____ Supplied records

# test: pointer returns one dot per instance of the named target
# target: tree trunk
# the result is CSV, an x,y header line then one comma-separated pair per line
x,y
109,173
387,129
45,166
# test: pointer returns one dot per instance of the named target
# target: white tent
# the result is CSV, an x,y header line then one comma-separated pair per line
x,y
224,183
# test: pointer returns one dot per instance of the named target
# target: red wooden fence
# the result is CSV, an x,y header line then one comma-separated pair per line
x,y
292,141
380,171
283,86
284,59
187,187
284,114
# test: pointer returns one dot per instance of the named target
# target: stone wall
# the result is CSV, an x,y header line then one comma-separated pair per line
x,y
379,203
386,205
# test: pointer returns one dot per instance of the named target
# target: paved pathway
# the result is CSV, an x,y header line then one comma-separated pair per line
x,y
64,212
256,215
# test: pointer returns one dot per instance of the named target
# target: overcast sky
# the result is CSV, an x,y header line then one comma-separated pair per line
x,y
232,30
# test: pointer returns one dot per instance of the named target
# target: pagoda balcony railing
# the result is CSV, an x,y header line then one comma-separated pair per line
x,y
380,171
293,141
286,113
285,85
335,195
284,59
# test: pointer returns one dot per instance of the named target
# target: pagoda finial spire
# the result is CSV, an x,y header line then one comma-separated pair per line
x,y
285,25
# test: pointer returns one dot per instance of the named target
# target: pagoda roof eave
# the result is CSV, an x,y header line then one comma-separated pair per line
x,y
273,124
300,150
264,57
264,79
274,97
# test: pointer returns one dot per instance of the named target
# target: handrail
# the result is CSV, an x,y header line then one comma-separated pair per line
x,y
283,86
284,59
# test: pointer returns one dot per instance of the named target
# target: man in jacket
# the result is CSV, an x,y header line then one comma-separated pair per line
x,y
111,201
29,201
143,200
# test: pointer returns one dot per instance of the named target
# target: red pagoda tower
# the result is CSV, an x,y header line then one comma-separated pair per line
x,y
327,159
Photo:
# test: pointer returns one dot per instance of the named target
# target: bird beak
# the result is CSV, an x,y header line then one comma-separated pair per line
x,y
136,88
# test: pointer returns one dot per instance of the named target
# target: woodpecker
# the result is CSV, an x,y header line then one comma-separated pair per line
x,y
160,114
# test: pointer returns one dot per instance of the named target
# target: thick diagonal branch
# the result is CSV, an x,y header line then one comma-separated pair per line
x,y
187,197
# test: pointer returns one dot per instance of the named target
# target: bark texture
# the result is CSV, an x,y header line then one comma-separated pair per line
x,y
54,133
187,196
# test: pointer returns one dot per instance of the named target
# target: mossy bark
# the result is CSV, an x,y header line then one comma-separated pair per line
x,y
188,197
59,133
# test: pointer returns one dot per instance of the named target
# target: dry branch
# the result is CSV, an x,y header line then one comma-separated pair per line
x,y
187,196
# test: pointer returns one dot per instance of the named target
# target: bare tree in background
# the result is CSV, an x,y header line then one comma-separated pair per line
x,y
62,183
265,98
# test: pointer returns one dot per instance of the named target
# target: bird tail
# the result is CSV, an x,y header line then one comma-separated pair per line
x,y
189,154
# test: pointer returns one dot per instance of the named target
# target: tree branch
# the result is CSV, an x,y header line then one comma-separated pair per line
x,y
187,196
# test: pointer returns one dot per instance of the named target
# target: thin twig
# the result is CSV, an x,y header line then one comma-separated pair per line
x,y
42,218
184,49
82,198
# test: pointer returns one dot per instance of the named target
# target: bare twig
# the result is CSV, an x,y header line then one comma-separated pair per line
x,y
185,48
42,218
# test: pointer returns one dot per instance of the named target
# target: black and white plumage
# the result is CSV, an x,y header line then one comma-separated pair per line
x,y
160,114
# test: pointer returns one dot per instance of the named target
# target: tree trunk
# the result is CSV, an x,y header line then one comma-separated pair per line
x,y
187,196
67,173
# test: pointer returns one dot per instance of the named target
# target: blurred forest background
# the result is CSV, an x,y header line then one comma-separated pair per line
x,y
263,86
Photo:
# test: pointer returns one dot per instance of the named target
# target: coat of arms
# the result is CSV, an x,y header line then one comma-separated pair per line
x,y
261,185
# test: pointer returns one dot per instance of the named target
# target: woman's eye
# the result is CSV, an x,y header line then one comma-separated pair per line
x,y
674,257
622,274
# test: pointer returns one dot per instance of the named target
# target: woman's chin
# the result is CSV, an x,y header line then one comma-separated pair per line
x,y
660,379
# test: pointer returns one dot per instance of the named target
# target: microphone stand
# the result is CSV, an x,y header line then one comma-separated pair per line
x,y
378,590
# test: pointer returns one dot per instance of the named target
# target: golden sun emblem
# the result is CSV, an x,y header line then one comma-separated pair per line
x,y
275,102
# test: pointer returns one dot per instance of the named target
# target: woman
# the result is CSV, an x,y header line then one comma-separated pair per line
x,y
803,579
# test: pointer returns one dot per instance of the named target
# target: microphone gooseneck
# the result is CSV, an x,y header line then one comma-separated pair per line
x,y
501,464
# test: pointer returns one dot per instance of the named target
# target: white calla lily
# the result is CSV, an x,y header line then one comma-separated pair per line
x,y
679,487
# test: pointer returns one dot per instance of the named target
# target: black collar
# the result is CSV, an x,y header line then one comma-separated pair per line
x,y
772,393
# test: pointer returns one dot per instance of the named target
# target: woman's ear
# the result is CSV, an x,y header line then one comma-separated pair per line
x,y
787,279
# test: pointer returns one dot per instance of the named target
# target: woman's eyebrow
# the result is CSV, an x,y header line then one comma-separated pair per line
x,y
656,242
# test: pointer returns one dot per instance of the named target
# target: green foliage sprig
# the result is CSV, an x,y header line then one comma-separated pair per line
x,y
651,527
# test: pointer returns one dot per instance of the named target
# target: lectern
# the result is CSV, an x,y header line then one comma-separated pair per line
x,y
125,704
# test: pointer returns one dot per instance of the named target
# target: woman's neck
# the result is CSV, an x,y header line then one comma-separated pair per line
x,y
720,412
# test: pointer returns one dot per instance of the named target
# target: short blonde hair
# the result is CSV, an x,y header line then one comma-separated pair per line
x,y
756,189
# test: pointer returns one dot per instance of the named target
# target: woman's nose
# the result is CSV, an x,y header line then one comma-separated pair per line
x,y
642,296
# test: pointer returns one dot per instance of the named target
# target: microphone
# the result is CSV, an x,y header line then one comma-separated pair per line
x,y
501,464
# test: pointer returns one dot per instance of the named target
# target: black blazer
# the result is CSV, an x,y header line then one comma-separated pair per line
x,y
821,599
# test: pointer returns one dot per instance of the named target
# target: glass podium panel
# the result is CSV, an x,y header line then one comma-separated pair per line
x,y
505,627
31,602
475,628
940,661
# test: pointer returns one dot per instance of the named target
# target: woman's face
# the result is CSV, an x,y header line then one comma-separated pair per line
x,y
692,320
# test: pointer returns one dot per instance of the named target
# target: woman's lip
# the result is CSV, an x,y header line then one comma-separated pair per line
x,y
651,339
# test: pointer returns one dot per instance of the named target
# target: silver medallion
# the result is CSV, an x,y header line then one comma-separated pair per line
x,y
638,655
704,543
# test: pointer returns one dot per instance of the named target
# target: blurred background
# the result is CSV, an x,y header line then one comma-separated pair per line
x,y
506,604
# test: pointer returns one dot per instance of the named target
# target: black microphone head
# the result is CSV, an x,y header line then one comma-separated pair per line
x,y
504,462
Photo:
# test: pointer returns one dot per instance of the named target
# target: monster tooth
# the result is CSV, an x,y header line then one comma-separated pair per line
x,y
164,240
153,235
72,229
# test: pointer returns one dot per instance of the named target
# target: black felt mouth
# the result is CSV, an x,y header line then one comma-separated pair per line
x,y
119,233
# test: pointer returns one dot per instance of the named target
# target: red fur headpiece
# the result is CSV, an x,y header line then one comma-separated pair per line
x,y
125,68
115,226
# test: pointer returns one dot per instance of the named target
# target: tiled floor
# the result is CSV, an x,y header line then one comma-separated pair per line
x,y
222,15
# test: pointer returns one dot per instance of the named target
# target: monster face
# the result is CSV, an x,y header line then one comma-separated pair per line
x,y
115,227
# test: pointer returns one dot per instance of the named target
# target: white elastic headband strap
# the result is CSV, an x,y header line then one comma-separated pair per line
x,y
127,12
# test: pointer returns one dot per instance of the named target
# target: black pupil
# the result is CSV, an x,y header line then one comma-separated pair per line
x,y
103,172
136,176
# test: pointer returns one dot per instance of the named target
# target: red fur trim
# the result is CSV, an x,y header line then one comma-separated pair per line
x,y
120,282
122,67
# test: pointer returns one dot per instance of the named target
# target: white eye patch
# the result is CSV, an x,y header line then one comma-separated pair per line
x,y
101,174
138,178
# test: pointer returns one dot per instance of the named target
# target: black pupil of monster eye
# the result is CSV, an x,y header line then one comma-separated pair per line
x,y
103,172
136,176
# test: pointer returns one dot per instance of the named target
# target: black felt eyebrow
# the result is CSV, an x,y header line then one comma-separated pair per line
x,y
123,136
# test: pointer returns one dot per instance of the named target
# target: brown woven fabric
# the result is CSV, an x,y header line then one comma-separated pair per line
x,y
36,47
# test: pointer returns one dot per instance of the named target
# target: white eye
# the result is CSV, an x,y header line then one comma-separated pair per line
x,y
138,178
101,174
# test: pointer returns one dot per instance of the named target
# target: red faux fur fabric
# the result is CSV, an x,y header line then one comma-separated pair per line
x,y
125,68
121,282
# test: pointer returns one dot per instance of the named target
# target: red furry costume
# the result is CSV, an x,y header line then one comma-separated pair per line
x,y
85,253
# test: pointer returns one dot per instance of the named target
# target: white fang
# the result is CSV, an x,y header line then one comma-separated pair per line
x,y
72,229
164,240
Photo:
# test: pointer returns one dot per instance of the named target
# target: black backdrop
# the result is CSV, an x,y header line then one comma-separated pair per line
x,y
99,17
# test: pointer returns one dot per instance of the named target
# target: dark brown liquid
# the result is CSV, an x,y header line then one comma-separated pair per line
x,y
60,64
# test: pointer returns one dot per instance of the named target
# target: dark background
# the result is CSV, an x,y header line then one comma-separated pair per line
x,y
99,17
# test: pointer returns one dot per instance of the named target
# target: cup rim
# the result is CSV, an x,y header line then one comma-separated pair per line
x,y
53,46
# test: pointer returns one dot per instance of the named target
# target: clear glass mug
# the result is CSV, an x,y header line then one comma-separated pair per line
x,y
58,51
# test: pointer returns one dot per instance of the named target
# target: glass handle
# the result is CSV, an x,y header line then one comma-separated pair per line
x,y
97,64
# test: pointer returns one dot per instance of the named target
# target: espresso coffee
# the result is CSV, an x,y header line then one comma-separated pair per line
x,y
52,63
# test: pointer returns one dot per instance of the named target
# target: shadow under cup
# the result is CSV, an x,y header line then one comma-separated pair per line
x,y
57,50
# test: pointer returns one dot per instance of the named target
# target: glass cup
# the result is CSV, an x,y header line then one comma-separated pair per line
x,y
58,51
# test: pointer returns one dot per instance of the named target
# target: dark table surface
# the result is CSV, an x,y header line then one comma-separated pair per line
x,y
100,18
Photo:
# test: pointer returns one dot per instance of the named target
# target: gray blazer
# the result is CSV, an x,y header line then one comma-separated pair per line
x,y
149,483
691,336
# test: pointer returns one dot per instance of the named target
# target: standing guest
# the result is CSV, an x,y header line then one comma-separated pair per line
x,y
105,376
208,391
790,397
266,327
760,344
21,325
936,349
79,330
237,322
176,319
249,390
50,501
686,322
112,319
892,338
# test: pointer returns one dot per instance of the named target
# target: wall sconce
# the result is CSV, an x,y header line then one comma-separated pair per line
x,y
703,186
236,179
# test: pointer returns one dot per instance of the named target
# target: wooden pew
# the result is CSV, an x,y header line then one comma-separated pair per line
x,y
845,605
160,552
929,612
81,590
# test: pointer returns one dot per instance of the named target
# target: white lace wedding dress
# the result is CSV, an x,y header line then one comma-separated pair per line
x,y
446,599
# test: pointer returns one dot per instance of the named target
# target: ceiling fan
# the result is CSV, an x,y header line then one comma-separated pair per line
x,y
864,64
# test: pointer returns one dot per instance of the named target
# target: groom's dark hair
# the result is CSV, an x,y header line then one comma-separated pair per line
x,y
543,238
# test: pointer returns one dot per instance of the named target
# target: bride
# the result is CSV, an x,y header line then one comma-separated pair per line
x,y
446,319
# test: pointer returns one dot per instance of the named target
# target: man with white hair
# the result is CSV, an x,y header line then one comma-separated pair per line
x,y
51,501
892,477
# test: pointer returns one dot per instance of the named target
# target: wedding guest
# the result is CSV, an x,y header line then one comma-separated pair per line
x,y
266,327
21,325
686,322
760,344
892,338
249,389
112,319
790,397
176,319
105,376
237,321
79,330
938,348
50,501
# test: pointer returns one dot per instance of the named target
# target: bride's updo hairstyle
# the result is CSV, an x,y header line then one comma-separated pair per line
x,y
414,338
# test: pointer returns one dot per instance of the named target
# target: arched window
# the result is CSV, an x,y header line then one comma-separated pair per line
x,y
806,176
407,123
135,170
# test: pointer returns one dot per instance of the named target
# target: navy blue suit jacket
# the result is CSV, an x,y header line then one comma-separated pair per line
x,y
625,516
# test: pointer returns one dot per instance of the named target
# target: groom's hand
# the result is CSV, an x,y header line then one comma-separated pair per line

________

* What you are asked to do *
Gather every line in the records above that contains the word "wooden", treating uppercase and lowercase as different.

* Exercise response *
# target: red wooden fence
# target: wooden pew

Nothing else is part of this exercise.